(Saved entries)
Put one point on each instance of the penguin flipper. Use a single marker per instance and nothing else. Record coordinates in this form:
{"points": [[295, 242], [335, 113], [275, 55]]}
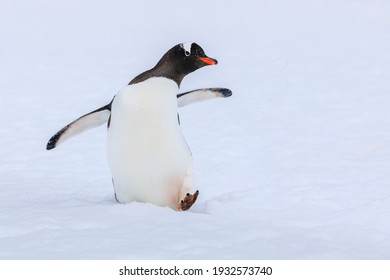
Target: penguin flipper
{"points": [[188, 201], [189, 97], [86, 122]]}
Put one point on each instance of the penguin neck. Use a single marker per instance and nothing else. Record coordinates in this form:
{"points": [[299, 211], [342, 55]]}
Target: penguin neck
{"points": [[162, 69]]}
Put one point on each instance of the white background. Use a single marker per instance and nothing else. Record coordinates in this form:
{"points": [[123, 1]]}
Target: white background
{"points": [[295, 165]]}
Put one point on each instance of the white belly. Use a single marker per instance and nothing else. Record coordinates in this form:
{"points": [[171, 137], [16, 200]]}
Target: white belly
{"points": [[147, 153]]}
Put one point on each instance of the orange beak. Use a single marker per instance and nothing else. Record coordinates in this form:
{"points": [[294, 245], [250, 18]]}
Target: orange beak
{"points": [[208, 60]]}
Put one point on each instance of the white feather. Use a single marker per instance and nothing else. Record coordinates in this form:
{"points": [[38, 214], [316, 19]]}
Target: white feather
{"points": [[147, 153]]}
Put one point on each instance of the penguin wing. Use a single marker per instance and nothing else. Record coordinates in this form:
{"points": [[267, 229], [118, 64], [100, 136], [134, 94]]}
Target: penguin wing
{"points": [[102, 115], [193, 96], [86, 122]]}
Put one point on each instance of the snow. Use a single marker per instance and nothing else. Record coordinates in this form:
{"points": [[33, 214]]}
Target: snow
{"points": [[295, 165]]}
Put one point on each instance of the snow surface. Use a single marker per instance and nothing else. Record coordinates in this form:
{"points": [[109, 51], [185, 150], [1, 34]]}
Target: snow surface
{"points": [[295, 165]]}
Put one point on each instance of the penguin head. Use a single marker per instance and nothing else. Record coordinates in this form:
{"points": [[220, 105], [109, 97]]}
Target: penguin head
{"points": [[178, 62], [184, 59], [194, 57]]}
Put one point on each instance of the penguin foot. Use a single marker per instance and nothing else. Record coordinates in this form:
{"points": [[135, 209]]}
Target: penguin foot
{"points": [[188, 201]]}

==

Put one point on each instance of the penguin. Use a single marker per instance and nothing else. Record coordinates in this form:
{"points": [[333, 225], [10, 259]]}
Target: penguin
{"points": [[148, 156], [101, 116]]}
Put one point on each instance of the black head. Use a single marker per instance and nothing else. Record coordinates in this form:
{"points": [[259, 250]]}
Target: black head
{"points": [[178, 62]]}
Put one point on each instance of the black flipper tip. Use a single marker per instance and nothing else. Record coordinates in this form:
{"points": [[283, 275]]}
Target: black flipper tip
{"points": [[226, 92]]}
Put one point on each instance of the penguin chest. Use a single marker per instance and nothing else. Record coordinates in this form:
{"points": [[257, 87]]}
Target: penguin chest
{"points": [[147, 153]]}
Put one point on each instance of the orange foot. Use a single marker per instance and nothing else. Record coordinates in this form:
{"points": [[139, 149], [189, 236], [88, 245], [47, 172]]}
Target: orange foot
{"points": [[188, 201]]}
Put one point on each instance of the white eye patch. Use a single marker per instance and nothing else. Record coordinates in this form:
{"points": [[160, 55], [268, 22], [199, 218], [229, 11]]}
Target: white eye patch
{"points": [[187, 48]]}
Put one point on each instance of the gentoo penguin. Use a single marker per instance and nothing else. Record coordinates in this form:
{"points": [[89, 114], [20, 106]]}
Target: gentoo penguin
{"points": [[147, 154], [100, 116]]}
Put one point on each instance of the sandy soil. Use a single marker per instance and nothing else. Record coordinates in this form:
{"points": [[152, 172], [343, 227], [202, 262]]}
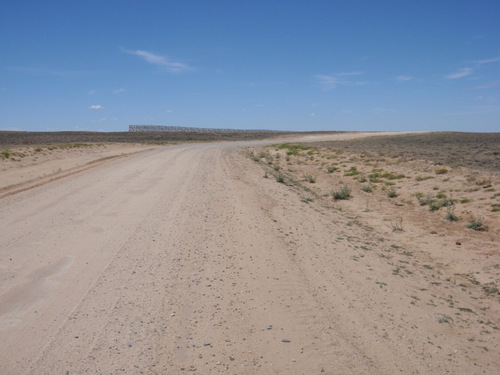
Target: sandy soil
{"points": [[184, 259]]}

### WHAT IS BEING ASKED:
Out of the records above, return only the lines from the one with "Put one point on each instance of the penguin flipper." through the one with "Put one point on each instance of the orange beak.", exactly, and none of the pictures.

### ANSWER FOR THIS EXERCISE:
Put one point on each instance of the penguin flipper. Use a single marker per instance and nothing else. Record coordinates in this form:
{"points": [[295, 242], [335, 113], [275, 55]]}
Target: penguin flipper
{"points": [[188, 201], [189, 97], [86, 122]]}
Put one point on each instance of the penguin neck. Use a single marker per instance and nothing else. Record coordinates in this form:
{"points": [[299, 211], [342, 55]]}
Target: penguin neck
{"points": [[162, 69]]}
Put one point on each instance of the white background. Use a single marker per instance and nothing else. Record coordinates in this form:
{"points": [[123, 1]]}
Target: white background
{"points": [[295, 165]]}
Put one point on each instance of the white belly. Use a single marker per instance and nothing else. Record coordinates in this form:
{"points": [[171, 137], [16, 200]]}
Target: white belly
{"points": [[147, 153]]}
Put one point on each instance of the orange beak. Use a single marker per instance and nothing else. Record coordinates in this form:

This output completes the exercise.